Exercise details: Your answer must be an exact repeat of the lines from the one containing "Query: blue and white patterned fabric" through the last line of the records, both included, with no pictures.

(Dataset items)

# # #

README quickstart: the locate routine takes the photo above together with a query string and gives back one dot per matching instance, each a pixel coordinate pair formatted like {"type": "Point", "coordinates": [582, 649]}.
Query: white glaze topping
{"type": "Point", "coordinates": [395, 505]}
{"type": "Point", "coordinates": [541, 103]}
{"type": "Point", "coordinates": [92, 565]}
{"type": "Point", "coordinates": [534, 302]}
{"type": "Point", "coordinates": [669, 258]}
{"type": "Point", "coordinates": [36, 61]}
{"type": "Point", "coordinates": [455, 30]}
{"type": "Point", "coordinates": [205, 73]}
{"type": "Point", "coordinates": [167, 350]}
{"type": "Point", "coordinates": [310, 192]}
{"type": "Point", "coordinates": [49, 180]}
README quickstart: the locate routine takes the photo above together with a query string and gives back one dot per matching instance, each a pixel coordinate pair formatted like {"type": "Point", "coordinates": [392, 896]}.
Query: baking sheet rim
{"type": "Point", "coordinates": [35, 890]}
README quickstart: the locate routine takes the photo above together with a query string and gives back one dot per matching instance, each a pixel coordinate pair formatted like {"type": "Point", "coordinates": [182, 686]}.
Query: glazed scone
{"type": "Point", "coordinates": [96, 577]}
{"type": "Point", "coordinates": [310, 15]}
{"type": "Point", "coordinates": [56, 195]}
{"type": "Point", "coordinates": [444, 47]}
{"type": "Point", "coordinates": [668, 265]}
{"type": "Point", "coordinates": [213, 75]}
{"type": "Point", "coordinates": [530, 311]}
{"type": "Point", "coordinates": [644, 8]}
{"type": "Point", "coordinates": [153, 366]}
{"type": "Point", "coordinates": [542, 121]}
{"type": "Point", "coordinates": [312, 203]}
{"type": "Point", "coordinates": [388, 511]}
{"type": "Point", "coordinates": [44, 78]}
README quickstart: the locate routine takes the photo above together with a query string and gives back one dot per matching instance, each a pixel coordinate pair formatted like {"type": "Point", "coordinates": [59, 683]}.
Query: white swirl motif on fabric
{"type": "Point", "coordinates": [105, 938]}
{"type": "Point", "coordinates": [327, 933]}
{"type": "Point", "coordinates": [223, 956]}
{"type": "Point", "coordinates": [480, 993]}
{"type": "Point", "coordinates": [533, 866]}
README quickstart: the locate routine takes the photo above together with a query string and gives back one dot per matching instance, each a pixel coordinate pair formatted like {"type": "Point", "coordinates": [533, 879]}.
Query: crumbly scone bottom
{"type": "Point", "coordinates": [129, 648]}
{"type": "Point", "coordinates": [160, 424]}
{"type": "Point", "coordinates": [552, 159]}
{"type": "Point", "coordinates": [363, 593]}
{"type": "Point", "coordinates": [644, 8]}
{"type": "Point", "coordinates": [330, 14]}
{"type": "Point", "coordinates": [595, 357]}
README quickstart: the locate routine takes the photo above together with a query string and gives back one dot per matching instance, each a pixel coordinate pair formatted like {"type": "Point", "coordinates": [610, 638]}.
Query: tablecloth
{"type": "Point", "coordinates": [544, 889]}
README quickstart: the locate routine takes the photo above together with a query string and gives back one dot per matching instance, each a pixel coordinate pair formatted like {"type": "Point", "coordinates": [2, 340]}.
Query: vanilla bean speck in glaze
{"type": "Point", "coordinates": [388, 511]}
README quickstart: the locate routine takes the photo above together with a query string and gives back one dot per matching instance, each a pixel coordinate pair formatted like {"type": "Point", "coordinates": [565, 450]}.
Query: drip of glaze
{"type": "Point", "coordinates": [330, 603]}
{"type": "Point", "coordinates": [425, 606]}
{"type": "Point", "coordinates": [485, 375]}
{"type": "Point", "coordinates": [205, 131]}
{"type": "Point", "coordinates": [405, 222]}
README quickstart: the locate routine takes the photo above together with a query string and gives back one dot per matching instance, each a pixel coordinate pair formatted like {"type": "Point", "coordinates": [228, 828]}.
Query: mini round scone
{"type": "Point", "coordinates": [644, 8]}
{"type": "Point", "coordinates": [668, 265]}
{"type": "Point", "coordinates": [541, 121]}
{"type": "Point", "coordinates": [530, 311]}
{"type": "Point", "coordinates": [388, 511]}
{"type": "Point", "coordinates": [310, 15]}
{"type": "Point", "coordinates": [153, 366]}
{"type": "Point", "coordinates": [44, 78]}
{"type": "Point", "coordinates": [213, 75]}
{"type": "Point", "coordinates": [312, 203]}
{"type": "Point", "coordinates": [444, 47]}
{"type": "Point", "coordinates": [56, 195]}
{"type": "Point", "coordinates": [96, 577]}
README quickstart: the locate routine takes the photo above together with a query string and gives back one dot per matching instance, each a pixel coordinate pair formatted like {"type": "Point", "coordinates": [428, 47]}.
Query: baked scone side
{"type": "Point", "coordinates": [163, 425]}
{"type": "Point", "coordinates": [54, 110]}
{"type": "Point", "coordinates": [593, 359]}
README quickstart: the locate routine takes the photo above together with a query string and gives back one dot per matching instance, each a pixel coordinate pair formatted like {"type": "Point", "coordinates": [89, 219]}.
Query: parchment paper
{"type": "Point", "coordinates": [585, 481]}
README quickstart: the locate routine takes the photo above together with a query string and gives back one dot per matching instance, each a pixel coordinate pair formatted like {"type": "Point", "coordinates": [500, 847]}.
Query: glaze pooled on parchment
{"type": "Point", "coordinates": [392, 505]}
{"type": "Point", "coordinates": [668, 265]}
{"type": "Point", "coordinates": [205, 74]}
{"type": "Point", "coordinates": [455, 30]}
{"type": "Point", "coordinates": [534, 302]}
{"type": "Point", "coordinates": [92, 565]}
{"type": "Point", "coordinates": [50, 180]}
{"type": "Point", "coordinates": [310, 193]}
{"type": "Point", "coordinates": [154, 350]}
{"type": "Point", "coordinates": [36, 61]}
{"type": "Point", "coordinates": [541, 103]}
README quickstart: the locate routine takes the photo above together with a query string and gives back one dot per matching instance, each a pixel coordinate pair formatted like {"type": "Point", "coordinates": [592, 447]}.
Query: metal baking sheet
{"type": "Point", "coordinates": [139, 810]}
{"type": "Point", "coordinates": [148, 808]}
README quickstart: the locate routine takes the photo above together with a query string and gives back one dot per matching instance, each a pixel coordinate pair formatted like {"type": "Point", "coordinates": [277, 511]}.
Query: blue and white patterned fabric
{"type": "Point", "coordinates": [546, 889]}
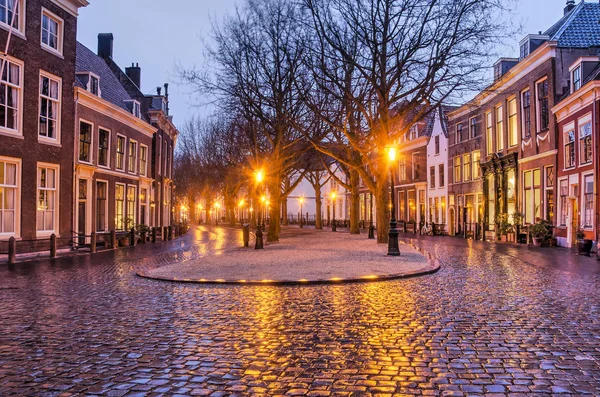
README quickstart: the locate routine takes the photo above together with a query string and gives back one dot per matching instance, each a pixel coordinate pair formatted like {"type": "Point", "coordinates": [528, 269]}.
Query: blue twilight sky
{"type": "Point", "coordinates": [160, 34]}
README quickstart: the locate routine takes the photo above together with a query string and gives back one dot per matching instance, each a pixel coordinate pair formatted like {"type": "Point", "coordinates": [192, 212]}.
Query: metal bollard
{"type": "Point", "coordinates": [93, 243]}
{"type": "Point", "coordinates": [246, 234]}
{"type": "Point", "coordinates": [53, 246]}
{"type": "Point", "coordinates": [12, 250]}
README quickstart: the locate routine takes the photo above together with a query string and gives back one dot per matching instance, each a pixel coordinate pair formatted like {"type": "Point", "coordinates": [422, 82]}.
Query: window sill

# # #

Completed task:
Query: blue and white patterned fabric
{"type": "Point", "coordinates": [546, 889]}
README quickstart: the locate routine takes the photo above together with a query string and gives back one dot per matching instance, each a pixel coordinate pair formatted like {"type": "Point", "coordinates": [528, 269]}.
Query: blue twilight sky
{"type": "Point", "coordinates": [160, 34]}
README quickstart: the locate routine takes the photo above together with a query string and gives back one dot per matching instance, each a pixel coordinate pair formatted like {"type": "Point", "coordinates": [192, 212]}.
Query: metal bollard
{"type": "Point", "coordinates": [93, 243]}
{"type": "Point", "coordinates": [246, 234]}
{"type": "Point", "coordinates": [53, 246]}
{"type": "Point", "coordinates": [12, 250]}
README quickstart: the locate routine takes the photo above together with a query string and gives back one dot per matching instance, each a pixel coordinate pair formatted like {"type": "Point", "coordinates": [422, 82]}.
Query: window sill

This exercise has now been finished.